If you are doing what I expect you are doing (caching the IP addr,
port ID, etc) then +++1 :-)  Similar to why I'm abstracting the 
canon_name type.  It's not the transparent details I'm hiding (that's 
only part of it), but once we chug through the calls for one half 
of the details, why do so again?

I know we are arguing against optimizing now... but handing off 
anything but abstract types causes headaches later when we try 
optimizing.  I'm already hitting the wall with the now-opaque finfo 
structure, and I'm not happy about it.  Specifically, group and user
calls are expensive (they aren't part of stat on Win32), their types
are variable length byte arrays (SIDs), and the user, group and world
permissions are a nightmare (nearly 2 orders of magnitude slower than
the simple stat.)  Solid types will always be bad in any portability
library, especially APR (and its portability library, too :-)

In Win32, with finfo, we really want four groups of things:

1. stat the file for size, dates, and file type ()

§ **CHALLENGE A**
Output the entries from the line holding "spot the porch railing in the photo above" through the end of the entries, inclusive, as a two-column CSV with the columns entry_text and answer. Give one row per entry, with its text and its answer each in a single quoted field and line breaks replaced by spaces.
The entries that follow this text are unrelated to it.

§ **MATERIAL PROVIDED**
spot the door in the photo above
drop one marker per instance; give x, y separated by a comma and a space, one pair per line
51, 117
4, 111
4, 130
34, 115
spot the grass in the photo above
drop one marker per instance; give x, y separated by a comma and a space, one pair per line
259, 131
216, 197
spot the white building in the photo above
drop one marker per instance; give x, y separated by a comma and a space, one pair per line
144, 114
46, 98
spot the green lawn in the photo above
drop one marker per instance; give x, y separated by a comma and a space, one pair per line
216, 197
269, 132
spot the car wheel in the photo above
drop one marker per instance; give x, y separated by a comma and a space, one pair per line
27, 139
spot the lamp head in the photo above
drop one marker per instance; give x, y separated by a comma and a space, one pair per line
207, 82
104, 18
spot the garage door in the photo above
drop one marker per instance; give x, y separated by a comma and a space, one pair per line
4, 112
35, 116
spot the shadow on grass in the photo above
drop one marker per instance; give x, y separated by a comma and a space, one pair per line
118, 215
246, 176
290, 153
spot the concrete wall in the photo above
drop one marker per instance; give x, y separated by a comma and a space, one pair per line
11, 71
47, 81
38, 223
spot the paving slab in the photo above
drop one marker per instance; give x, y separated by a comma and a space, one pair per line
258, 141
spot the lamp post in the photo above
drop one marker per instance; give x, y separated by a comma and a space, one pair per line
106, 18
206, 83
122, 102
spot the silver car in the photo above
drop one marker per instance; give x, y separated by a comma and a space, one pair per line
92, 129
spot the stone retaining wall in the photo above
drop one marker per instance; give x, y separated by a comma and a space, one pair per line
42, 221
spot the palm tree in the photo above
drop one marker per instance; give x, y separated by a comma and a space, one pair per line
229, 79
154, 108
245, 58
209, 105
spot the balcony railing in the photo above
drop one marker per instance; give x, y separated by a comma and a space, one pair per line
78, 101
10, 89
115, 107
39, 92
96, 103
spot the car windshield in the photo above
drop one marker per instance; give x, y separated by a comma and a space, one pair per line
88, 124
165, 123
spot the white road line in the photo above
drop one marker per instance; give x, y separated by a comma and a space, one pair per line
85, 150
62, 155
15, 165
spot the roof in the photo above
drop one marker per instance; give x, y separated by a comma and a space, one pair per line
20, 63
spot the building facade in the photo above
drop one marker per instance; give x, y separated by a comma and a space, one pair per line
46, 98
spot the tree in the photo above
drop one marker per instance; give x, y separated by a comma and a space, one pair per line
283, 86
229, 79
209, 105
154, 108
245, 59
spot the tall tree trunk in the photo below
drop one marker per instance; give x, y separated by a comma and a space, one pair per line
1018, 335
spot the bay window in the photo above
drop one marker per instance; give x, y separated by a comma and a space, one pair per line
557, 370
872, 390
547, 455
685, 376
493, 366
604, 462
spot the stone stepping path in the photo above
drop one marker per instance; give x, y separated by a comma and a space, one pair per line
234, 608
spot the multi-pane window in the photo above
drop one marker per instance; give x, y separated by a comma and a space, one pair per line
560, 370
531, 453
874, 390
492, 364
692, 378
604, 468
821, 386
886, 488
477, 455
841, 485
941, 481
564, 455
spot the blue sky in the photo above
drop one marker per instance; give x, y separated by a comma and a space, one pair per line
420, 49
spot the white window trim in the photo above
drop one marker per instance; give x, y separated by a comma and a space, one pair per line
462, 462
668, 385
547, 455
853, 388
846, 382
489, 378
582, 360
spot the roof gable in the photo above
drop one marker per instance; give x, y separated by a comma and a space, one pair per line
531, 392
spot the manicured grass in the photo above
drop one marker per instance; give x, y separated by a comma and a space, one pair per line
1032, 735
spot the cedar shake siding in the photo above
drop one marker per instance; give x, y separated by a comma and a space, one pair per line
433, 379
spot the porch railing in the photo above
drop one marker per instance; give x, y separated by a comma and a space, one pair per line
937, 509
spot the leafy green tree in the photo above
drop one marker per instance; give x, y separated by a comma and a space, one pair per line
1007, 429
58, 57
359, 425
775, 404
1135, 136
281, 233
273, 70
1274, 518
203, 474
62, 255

§ **CHALLENGE B**
Write what comes next in the message about APR file info on Win32, picking up right after its last line.

§ **EXERCISE RESPONSE A**
entry_text,answer
"spot the porch railing in the photo above drop one marker per instance; give x, y separated by a comma and a space, one pair per line","937, 509"
"spot the leafy green tree in the photo above drop one marker per instance; give x, y separated by a comma and a space, one pair per line","1007, 429 58, 57 359, 425 775, 404 1135, 136 281, 233 273, 70 1274, 518 203, 474 62, 255"

§ **EXERCISE RESPONSE B**
2. resolve the inode, device and object type (pipe/dev/etc)
3. resolve the file's true name
3. resolve the owner or group
4. resolve the permissions of the owner, group or world

and, in totally non-unix fashion (but applicable to Mac OS X, etc):

5. resolve the permissions of any user or group

Either the 2nd or 3rd queries resolve the 1st, but there is no single
method to both resolve the device/inode and the true filename in the
same call.  The owner and group are expensive, and permissions are
mind-bogglingly so!

Doesn't that suck?

Do we go back to the abstract apr_finfo_t, or define a common subset 
(size as a quadword, inode as a dword, times as apr_time_t stamps)
with an abstract extension (unknown or very unportable things, 
such as true name, user id, etc?)

Re: apr_finfo_t and David's port query

Posted by jlwpc1 <jl...@mail.earthlink.net>.
From: "William A. Rowe, Jr." <wr...@rowe-clan.net>

> In Win32, with finfo, we really want four groups of things:
> 
> 1. stat the file for size, dates, and file type ()
> 2. resolve the inode, device and object type (pipe/dev/etc)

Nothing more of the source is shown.